**EXERCISE DIRECTIONS**: Find every line with the string "cluster" in the material below and copy it.

**DATA FOR ANALYSIS**:
----
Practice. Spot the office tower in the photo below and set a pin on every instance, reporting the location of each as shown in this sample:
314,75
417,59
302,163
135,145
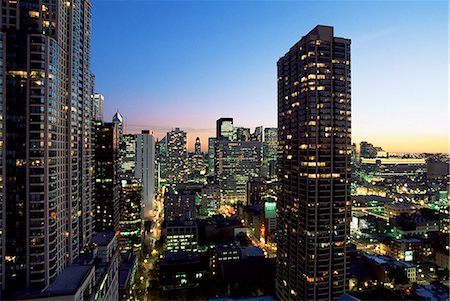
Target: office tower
161,159
196,164
128,154
107,187
177,158
99,104
258,134
270,153
198,147
211,156
256,190
46,213
367,150
243,134
130,215
314,167
236,163
179,204
118,120
145,169
225,129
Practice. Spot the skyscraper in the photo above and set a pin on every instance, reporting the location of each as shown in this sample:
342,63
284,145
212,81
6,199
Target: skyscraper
177,157
211,156
145,168
161,160
46,211
99,104
225,129
197,164
314,167
130,223
198,147
236,163
107,187
128,155
270,153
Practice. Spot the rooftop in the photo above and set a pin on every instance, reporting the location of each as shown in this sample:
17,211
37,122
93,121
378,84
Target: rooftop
70,280
103,238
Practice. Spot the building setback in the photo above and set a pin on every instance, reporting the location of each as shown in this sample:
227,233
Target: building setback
314,167
46,183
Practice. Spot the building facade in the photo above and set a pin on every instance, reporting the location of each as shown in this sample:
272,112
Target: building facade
107,187
314,138
177,156
145,169
46,194
236,163
130,224
270,153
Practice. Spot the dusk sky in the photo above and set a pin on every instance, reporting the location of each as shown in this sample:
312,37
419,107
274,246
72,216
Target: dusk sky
167,64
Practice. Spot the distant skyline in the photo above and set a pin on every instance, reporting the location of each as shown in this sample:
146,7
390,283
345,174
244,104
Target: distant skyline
167,64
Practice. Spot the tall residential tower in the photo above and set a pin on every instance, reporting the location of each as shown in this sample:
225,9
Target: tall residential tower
314,168
46,108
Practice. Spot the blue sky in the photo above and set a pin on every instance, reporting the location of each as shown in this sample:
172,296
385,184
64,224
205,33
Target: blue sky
184,64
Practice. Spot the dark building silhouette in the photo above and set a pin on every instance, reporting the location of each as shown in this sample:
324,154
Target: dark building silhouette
314,167
107,189
46,183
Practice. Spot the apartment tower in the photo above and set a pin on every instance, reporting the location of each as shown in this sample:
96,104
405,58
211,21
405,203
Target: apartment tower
314,170
46,152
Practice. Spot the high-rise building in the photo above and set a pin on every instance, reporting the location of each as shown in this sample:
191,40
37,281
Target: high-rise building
198,146
46,183
270,153
130,223
314,207
197,164
145,169
118,121
99,104
367,150
107,187
225,129
128,155
258,134
236,163
211,156
177,157
161,160
179,204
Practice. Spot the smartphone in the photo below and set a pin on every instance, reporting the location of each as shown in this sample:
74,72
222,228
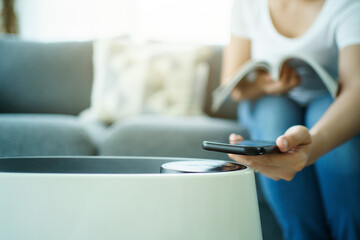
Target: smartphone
245,147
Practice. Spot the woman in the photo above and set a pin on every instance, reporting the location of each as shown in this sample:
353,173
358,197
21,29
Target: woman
313,186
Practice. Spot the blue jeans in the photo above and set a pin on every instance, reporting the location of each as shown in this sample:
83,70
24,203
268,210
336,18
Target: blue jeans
323,200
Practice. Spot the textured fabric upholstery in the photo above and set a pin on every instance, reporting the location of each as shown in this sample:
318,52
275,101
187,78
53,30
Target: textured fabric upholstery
167,136
43,135
44,77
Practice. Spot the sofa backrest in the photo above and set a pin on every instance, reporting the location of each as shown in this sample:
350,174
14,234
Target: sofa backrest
228,110
45,77
37,77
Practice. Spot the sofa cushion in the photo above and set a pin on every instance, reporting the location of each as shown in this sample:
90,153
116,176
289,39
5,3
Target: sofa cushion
167,136
43,135
44,77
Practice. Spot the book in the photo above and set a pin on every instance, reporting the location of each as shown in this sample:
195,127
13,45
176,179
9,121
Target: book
301,64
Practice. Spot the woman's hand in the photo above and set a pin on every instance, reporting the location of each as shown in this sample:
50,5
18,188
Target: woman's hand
295,145
288,79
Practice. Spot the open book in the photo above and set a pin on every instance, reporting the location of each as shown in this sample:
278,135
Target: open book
299,63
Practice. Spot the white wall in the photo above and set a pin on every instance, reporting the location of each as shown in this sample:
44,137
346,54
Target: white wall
202,21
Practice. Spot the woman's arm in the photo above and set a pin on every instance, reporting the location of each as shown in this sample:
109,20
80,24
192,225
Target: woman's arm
342,120
339,124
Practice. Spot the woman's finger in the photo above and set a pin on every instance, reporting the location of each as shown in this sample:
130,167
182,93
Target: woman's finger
293,138
273,172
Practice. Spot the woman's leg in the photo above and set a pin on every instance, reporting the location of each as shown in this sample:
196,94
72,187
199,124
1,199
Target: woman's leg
339,178
296,204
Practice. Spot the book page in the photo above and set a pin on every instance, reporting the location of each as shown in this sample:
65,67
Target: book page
221,93
301,62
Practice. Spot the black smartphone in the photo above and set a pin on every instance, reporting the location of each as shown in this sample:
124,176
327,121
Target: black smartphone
245,147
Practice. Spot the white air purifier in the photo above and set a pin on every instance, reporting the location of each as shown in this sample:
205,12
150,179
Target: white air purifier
126,198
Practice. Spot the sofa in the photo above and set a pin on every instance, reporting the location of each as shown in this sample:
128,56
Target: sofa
44,87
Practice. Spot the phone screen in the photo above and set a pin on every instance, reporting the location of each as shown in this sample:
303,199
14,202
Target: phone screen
245,147
249,143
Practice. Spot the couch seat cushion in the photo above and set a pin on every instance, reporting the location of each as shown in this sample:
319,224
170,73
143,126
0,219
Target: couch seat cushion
43,135
167,136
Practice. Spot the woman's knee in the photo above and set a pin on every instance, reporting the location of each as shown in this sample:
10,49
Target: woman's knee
316,109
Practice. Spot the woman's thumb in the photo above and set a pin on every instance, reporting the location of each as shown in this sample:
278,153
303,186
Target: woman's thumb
293,137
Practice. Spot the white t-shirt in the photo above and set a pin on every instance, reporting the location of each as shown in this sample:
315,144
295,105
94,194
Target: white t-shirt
336,26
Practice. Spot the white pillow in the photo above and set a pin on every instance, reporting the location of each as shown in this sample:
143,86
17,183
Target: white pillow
150,78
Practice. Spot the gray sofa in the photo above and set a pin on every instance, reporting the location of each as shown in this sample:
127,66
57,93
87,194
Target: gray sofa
44,86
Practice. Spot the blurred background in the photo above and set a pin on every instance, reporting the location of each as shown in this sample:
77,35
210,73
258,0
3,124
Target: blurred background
189,21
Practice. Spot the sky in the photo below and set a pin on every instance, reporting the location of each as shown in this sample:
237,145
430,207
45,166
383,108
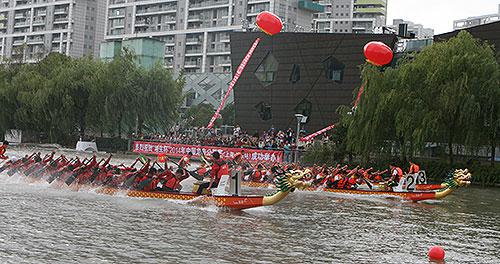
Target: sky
438,14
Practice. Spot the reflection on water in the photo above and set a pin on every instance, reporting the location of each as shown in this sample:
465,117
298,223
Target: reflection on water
41,224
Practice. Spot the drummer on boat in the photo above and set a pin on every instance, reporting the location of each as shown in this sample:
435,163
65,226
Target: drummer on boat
3,149
219,168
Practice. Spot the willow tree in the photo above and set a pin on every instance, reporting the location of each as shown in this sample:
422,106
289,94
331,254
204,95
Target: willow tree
459,75
74,85
446,93
120,91
372,124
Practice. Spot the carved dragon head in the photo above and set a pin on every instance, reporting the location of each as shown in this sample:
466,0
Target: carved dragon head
459,178
291,180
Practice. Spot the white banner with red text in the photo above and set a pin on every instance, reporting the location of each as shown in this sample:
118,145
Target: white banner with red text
179,150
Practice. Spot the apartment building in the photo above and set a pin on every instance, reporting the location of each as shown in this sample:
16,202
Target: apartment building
351,16
196,32
412,29
476,21
30,29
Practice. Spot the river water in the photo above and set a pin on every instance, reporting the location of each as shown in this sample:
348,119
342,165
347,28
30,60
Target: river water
42,224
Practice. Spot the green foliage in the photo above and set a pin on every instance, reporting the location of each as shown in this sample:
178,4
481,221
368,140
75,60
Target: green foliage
64,97
448,93
199,115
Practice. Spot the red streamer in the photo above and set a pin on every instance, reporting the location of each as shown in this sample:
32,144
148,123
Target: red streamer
317,133
237,75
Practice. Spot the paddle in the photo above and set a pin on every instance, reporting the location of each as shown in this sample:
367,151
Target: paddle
58,173
127,183
16,163
192,174
29,161
98,170
75,174
52,163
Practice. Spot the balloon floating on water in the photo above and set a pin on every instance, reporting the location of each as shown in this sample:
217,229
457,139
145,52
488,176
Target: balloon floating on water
377,53
436,253
269,23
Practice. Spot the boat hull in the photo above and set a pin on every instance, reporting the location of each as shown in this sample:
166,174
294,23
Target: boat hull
231,202
412,196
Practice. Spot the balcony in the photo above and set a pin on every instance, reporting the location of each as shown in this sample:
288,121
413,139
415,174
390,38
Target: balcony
311,6
194,52
370,10
156,10
18,42
41,13
192,64
22,24
21,15
36,41
38,22
60,11
195,18
219,50
61,20
194,41
208,4
117,2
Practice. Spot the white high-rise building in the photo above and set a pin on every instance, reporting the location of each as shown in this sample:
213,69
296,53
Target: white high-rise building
351,16
196,32
476,21
30,29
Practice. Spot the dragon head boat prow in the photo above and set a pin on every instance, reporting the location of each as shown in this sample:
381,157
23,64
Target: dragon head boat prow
286,183
456,179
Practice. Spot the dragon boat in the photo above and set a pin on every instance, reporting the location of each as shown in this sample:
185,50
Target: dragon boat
219,197
456,179
285,184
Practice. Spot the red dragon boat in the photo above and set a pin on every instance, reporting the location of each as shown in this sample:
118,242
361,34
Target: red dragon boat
219,197
459,178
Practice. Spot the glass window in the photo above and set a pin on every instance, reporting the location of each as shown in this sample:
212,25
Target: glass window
334,69
295,75
267,70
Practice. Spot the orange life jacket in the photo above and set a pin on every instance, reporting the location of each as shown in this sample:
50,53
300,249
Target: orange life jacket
414,168
172,183
2,149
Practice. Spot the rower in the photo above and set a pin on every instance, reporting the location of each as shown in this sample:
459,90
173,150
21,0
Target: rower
396,174
219,168
184,162
235,183
3,149
173,184
414,168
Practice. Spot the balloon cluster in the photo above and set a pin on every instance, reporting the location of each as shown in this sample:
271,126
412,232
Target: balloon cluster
----
**WRITTEN RESPONSE**:
Practice. Spot the balloon cluster in the photo above and set a pin on every instance, reporting the location of each as shown in this sample:
Target: balloon cluster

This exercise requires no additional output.